Directive: List each line in the items below that contains the string "spaces". Case counts.

Source records:

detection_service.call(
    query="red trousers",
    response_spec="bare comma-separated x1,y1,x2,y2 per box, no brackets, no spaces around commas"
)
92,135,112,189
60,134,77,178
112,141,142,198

Response to the task:
    response_spec="bare comma-separated x1,y1,x2,y2 per box, no brackets, no spaces around commas"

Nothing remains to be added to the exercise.